| Aim of the task |
For these records, count the lines containing the word "below" and respond with the number alone.

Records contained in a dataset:

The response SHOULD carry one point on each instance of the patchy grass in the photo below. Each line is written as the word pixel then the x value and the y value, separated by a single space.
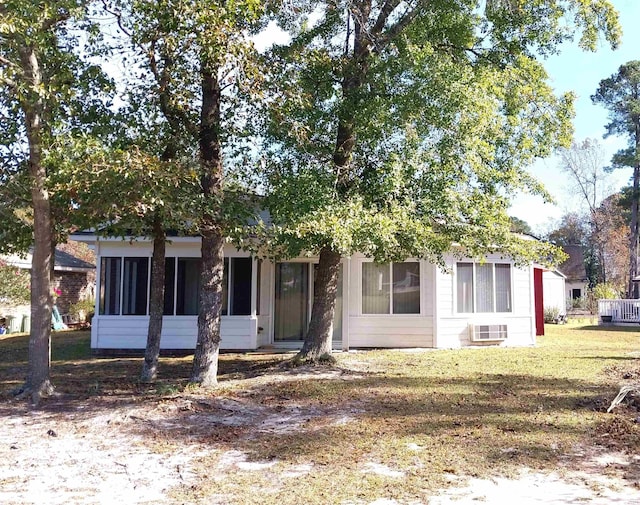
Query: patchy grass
pixel 377 424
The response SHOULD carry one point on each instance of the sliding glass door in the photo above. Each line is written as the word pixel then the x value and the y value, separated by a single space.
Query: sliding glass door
pixel 291 301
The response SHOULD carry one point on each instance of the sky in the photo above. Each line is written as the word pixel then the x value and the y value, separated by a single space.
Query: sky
pixel 581 72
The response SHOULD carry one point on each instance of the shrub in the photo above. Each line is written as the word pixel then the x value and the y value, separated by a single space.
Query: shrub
pixel 83 308
pixel 551 314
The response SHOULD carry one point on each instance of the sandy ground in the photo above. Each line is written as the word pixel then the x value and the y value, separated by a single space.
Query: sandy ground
pixel 97 452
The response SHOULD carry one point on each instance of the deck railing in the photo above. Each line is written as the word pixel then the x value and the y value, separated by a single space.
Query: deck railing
pixel 619 311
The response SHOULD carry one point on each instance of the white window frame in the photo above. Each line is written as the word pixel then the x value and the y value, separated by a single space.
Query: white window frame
pixel 473 290
pixel 391 313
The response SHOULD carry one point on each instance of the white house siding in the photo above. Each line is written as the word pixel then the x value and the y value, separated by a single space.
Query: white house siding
pixel 396 330
pixel 178 332
pixel 437 325
pixel 453 328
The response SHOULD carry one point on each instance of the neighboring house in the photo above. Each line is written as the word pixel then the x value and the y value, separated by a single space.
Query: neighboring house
pixel 555 291
pixel 408 304
pixel 74 274
pixel 574 270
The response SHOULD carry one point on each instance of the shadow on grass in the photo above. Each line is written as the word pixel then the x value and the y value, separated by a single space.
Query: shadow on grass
pixel 601 328
pixel 516 416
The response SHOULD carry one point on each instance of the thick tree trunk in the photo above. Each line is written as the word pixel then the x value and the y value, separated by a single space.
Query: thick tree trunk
pixel 205 360
pixel 317 343
pixel 156 303
pixel 38 383
pixel 633 235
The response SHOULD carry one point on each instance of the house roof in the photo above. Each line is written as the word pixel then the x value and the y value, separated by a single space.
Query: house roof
pixel 65 261
pixel 573 267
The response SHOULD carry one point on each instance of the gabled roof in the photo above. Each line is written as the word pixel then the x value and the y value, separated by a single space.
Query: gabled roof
pixel 573 267
pixel 65 261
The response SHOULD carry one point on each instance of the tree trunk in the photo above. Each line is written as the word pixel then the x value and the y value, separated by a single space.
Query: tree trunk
pixel 633 235
pixel 38 383
pixel 205 360
pixel 156 303
pixel 317 343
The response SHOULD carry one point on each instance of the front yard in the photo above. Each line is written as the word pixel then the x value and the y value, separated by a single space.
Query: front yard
pixel 392 427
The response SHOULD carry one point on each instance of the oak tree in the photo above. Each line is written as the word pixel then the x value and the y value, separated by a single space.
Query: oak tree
pixel 401 129
pixel 620 94
pixel 48 96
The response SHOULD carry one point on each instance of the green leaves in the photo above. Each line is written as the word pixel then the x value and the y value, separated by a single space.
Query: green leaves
pixel 405 131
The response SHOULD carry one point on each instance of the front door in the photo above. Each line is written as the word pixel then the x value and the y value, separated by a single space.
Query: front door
pixel 293 302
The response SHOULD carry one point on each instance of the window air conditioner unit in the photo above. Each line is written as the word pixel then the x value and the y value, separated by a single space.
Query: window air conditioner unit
pixel 488 332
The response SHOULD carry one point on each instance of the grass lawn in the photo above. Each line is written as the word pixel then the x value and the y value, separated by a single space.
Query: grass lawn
pixel 394 424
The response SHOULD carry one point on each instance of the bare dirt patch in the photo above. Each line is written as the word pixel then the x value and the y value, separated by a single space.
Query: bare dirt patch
pixel 379 428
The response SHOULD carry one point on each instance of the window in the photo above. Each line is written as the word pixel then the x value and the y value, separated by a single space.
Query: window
pixel 124 286
pixel 135 286
pixel 236 286
pixel 391 288
pixel 483 287
pixel 110 286
pixel 188 286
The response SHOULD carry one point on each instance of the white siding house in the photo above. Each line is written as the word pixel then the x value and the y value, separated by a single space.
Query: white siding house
pixel 409 304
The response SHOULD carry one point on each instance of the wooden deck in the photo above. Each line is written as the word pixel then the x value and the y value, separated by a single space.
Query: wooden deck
pixel 619 311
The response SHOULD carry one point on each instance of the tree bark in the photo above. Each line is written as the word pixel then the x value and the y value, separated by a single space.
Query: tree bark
pixel 156 303
pixel 317 343
pixel 633 235
pixel 205 360
pixel 38 383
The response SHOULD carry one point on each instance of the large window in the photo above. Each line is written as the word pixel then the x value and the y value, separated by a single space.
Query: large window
pixel 391 288
pixel 236 286
pixel 124 286
pixel 483 287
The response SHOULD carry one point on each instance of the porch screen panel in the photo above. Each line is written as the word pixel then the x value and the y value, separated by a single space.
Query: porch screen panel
pixel 464 285
pixel 240 286
pixel 169 286
pixel 110 286
pixel 406 288
pixel 484 287
pixel 135 286
pixel 225 288
pixel 376 296
pixel 337 314
pixel 188 287
pixel 291 301
pixel 503 287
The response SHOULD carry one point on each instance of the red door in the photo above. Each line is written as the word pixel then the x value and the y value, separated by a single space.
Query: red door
pixel 538 301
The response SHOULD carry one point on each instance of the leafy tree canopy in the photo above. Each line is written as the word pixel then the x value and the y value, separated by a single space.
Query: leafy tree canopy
pixel 398 130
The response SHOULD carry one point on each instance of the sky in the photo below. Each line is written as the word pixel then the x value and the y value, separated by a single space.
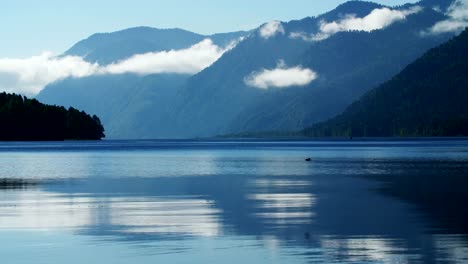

| Solution to this task |
2